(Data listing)

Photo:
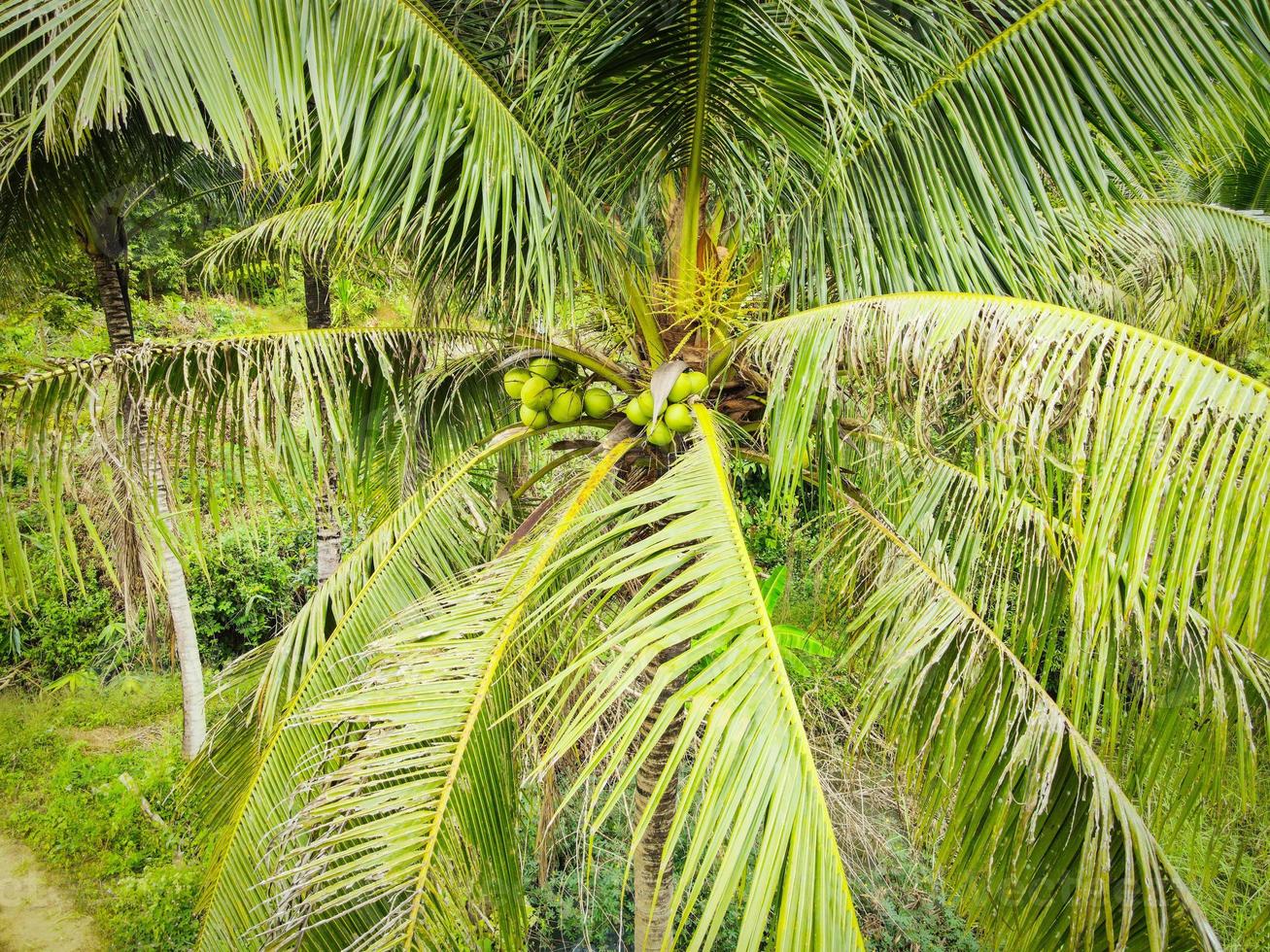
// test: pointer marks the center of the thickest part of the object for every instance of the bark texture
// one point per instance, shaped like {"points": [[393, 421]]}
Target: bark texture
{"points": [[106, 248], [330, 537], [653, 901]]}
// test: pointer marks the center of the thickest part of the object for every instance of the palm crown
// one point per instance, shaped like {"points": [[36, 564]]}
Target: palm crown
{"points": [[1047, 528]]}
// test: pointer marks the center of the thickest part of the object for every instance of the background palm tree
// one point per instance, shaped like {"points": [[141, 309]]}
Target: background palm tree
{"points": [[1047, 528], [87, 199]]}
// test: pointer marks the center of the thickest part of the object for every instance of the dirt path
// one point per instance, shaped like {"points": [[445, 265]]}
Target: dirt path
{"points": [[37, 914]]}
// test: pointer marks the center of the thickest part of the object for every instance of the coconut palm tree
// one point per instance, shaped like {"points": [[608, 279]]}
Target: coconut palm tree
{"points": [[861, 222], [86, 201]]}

--

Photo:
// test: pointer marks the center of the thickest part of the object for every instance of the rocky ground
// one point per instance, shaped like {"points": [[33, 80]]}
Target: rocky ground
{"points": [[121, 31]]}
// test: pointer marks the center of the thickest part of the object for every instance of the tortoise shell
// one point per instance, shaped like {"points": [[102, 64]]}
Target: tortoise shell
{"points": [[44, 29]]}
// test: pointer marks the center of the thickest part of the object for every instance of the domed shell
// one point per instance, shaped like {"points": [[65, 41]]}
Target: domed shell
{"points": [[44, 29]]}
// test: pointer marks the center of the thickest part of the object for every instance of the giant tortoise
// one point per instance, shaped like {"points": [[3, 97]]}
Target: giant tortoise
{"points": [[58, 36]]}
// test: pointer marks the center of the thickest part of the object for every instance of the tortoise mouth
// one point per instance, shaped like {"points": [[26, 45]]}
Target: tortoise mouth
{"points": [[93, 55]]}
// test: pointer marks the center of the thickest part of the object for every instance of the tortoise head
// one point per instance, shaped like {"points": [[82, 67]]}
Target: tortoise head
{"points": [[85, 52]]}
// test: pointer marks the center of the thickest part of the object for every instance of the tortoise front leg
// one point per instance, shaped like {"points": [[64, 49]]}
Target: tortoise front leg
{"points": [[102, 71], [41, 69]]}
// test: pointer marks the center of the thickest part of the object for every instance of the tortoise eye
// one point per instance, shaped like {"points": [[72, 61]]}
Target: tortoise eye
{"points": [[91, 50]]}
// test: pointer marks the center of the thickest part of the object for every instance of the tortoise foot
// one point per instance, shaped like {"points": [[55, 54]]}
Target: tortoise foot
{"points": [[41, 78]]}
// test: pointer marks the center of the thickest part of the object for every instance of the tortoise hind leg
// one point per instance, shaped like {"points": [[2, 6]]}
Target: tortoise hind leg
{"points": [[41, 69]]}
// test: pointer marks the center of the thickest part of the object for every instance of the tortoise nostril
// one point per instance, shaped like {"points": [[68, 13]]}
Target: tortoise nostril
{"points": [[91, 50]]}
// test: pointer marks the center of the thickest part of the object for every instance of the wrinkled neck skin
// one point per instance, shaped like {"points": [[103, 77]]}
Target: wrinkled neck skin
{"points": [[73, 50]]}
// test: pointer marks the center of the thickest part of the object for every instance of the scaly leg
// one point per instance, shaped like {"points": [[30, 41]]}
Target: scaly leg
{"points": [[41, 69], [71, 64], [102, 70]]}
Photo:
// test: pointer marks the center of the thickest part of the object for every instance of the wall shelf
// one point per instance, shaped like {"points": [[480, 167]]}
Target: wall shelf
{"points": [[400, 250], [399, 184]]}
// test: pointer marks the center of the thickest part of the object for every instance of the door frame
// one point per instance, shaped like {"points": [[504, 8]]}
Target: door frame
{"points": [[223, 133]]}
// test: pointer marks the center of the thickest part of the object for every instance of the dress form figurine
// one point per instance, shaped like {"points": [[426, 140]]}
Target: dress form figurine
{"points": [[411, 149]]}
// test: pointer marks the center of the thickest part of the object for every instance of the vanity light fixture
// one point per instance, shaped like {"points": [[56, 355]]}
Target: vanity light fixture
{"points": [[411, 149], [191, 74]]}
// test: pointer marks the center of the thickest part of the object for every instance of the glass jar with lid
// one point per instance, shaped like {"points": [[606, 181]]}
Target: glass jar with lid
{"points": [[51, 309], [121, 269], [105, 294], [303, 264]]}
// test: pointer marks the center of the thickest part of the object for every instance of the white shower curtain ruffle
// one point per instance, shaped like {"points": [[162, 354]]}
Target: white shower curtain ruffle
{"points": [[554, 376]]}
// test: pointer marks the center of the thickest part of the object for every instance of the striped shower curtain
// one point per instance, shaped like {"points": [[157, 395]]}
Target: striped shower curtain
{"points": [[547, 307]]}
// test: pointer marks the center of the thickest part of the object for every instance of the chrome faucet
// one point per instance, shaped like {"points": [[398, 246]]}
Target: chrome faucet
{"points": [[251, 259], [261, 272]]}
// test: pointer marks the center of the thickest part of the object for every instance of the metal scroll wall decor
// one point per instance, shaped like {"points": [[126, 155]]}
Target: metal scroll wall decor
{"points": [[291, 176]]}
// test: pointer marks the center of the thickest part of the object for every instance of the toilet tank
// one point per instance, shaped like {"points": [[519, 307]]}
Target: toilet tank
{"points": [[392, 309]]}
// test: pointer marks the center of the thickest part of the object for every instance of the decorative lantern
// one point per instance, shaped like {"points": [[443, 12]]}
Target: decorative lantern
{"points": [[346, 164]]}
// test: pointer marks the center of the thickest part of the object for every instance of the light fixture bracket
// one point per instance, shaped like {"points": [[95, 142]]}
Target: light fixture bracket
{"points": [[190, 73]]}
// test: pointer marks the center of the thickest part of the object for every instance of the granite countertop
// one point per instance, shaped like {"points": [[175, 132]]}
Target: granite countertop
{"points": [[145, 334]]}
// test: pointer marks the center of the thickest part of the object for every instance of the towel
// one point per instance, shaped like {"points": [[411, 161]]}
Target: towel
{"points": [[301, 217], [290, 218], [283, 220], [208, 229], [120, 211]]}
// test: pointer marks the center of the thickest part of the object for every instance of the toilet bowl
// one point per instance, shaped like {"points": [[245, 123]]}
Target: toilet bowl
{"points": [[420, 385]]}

§ **Your objective**: Report each line in the records above that contains the string "faucet". Copy every such line in full.

§ **Output below**:
// test: pointer marks the center of the thickest part of the object for every instance of the chrome faucet
Target: chrome faucet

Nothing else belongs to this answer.